TEXTE FOURNI:
----------------------------------------

Pendant la pandémie, cocooning oblige, l’engouement pour l’art du chez-soi s’est accentué, note Mme Banford, qui est aussi éditrice des magazines Véro, Josée di Stasio et K pour Katrine. Bien que Décormag et Chez soi aient disparu, les magazines Les idées de ma maison (Québecor), Je décore et Idées Déco (Éditions Pratico-Pratiques) occupent déjà cet espace douillet. Le nouveau titre se présente comme l’unique publication de « décoration intérieure avec une perspective internationale et un héritage mode ».

Pourquoi se lier à une marque européenne plutôt que de partir à zéro ? Poser la question, c’est un peu y répondre… Elle Décoration se décline en 26 versions internationales — et en presque autant de langues — et rejoint quelque 10 millions de lectrices. « Le nom est déjà établi, souligne Sophie Banford. Elle, c’est une marque que l’on connaît bien. On adhère à ses valeurs et à sa philosophie. Cela dit, on a une grande marge de manœuvre pour présenter le contenu qu’on veut. »

IMAGE TIRÉE DU SITE ELLE DÉCORATION FRANCE

Une couverture du Elle Décoration France

Les sujets et leurs scribes seront en grande majorité québécois, assure-t-elle. Un château de la Loire en couverture pour inviter au rêve, peut-être bien, mais le mandat du magazine résidera ailleurs. Si des décors scandinaves défilent dans la publication, il faudra que les lectrices puissent les reproduire dans leur chaumière.

----------------------------------------

CONSIGNE 1: D'après le texte sur le magazine Elle Décoration, en combien de versions internationales cette marque se décline-t-elle ?
CONSIGNE 2: Énumérez les magazines qui, selon le texte sur le magazine Elle Décoration, occupent déjà l'espace de la décoration intérieure.
CONSIGNE 3: Reprenez le texte sur le magazine Elle Décoration à la suite de sa dernière phrase et rédigez-en la suite.

----------------------------------------

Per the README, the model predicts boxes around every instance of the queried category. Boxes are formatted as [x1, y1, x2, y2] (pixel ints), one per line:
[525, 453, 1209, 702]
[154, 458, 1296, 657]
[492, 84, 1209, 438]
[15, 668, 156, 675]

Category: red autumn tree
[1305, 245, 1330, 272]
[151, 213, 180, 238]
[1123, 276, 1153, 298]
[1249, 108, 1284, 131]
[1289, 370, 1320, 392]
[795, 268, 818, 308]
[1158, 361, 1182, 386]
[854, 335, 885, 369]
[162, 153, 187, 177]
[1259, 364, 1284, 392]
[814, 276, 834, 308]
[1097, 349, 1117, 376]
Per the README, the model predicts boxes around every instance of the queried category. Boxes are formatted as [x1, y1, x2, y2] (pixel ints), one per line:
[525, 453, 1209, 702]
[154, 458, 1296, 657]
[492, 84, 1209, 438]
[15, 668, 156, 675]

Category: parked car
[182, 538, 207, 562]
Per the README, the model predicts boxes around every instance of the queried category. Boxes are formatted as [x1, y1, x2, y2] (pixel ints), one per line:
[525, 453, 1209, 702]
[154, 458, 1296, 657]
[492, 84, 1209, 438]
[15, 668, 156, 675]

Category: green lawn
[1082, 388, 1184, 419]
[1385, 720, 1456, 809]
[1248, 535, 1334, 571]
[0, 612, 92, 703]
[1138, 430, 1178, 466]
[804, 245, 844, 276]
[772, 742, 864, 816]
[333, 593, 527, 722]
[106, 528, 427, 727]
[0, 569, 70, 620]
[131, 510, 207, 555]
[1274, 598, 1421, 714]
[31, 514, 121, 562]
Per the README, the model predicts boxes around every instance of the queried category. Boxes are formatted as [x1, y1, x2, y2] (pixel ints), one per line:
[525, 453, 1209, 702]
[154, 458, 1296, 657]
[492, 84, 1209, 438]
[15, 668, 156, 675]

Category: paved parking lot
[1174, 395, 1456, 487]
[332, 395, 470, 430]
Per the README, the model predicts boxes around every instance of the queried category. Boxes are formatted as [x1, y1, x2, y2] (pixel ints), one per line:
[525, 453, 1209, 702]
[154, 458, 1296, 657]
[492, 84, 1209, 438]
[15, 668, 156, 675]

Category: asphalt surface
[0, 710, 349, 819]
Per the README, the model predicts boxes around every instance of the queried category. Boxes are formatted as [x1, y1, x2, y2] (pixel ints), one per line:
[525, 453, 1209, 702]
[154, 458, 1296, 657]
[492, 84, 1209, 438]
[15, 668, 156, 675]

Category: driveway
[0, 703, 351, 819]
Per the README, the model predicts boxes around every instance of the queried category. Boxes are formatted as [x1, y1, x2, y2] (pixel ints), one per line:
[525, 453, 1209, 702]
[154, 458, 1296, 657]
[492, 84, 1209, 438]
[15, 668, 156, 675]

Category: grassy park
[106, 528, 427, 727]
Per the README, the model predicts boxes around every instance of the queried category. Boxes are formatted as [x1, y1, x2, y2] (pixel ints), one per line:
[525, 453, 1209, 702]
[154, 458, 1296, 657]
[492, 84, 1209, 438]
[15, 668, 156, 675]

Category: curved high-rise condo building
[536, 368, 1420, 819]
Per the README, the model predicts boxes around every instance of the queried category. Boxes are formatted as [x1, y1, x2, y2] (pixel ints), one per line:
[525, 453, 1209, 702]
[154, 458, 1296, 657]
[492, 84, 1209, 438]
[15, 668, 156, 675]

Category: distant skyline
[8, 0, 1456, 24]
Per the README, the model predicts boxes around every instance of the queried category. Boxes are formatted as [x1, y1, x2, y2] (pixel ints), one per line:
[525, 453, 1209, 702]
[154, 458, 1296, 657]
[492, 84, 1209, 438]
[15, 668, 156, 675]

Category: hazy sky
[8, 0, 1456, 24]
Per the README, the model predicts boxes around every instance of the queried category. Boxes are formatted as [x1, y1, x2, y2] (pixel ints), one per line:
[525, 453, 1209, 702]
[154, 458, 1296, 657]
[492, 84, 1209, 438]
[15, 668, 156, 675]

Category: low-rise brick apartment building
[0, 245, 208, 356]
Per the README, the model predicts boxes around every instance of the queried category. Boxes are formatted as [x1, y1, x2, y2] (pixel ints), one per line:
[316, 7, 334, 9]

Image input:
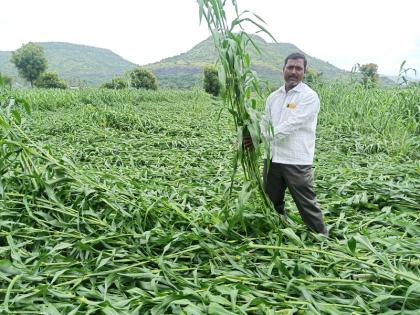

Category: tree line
[0, 42, 386, 91]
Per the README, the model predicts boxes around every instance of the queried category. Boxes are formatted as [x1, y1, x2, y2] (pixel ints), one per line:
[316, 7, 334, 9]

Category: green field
[0, 84, 420, 315]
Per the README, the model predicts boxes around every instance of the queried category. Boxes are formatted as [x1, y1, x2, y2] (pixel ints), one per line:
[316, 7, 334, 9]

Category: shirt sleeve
[260, 93, 273, 141]
[274, 93, 320, 138]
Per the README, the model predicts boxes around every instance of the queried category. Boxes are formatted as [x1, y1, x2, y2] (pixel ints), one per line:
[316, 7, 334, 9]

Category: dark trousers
[263, 161, 327, 234]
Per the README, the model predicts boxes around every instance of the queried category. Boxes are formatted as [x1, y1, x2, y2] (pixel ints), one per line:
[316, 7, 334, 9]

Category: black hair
[283, 53, 308, 70]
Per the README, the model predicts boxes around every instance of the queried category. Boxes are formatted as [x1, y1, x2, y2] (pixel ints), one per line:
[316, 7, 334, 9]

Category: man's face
[283, 59, 305, 89]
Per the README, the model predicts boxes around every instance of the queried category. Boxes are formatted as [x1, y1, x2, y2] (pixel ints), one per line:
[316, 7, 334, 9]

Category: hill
[0, 42, 137, 86]
[0, 40, 393, 89]
[145, 36, 348, 88]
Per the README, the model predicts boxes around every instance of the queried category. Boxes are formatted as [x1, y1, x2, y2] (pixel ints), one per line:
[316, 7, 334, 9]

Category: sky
[0, 0, 420, 78]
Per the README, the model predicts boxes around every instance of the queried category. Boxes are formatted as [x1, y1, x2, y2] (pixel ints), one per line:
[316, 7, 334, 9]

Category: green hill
[0, 42, 137, 86]
[145, 36, 348, 88]
[0, 36, 392, 88]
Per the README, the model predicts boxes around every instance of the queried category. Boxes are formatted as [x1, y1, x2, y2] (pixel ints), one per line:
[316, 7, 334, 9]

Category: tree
[358, 63, 379, 87]
[11, 42, 47, 87]
[304, 68, 322, 84]
[203, 66, 220, 96]
[34, 72, 67, 89]
[101, 77, 128, 90]
[0, 72, 12, 88]
[129, 68, 157, 90]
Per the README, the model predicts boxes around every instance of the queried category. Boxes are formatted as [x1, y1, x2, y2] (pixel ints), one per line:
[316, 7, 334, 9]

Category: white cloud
[0, 0, 420, 74]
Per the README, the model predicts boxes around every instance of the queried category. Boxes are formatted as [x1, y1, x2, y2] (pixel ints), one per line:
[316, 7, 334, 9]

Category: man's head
[283, 53, 307, 90]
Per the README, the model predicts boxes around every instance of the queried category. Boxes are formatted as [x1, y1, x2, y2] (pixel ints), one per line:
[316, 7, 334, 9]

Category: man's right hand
[242, 137, 254, 150]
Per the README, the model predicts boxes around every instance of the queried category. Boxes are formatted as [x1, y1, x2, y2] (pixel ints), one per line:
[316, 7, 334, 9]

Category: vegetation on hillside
[10, 43, 47, 87]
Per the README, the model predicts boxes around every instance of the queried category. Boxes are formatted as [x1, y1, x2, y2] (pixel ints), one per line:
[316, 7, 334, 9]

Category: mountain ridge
[0, 36, 391, 89]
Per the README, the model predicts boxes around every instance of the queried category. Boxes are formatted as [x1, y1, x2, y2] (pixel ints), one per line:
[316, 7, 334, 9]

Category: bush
[129, 68, 157, 90]
[34, 72, 67, 89]
[10, 43, 47, 87]
[0, 72, 12, 88]
[203, 66, 220, 96]
[101, 77, 128, 90]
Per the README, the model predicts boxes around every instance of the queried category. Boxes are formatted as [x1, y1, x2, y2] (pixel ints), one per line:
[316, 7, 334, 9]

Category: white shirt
[260, 82, 320, 165]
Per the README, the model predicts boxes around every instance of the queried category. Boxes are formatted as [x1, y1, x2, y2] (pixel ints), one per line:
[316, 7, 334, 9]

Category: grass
[0, 84, 420, 314]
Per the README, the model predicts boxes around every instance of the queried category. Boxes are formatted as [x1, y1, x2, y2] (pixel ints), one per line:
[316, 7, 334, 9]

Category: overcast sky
[0, 0, 420, 77]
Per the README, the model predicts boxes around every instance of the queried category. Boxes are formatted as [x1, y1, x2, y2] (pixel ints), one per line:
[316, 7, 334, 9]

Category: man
[244, 53, 328, 235]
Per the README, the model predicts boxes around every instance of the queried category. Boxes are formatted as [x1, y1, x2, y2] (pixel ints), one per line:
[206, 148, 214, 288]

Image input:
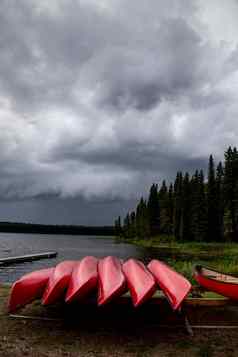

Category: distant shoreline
[0, 222, 115, 236]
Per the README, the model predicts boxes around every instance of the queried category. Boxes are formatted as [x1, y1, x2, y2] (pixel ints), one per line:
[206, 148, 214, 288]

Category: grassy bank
[0, 286, 238, 357]
[118, 237, 238, 280]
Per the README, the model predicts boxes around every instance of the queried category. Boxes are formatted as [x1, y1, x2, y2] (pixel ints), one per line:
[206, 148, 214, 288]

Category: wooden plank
[0, 252, 58, 265]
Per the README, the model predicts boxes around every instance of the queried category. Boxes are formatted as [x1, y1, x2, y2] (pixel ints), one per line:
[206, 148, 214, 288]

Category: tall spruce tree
[199, 170, 208, 242]
[180, 172, 191, 240]
[168, 183, 174, 234]
[216, 162, 224, 241]
[191, 170, 207, 241]
[123, 212, 130, 238]
[224, 147, 238, 240]
[207, 155, 219, 241]
[129, 211, 136, 238]
[158, 180, 170, 234]
[114, 216, 122, 237]
[147, 184, 160, 236]
[174, 172, 183, 240]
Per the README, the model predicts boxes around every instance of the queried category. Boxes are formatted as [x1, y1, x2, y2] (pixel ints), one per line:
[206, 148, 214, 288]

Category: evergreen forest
[114, 147, 238, 242]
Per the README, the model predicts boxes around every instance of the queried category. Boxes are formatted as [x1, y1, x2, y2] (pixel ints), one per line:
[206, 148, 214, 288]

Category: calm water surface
[0, 233, 153, 282]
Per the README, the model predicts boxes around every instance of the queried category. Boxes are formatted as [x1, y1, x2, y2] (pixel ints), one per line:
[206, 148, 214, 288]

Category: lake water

----------------------------------------

RÉPONSE 1: Elle Décoration se décline en 26 versions internationales.

RÉPONSE 2: Les idées de ma maison, Je décore, Idées Déco

RÉPONSE 3:
On va être sur une esthétique moderne, actuelle, qui mélange les genres ; du high et du low, des designers et du IKEA. Notre vision est de montrer ce qui existe et comment bien le faire. KO Média étant une entreprise québécoise, on a une valeur forte : mettre de l’avant les talents d’ici.

Sophie Banford, directrice générale chez KO Média

Sophie Banford n’exclut pas une certaine convergence entre Elle Décoration et des émissions produites par la boîte KOTV. Récemment, Passion Poussière, animée par Sarah-Jeanne Labrosse sur Véro.tv, et Une étape à la fois, guidée par Marilou sur ICI Tou.tv, ont exploité un créneau similaire.

Contre le courant

Elle Décoration vient au monde dans un contexte périlleux. L’Association québécoise des éditeurs de magazines estime que ses membres ont perdu environ 50 % de leurs revenus publicitaires de 2013 à 2019. La directrice générale de KO Média mise sur la réactivité d’une « petite équipe » pour garder la tête hors de l’eau. « On est très agile, on réagit rapidement et on écoute beaucoup notre lectorat. Notre manière de faire s’apparente beaucoup à celle des start-up. »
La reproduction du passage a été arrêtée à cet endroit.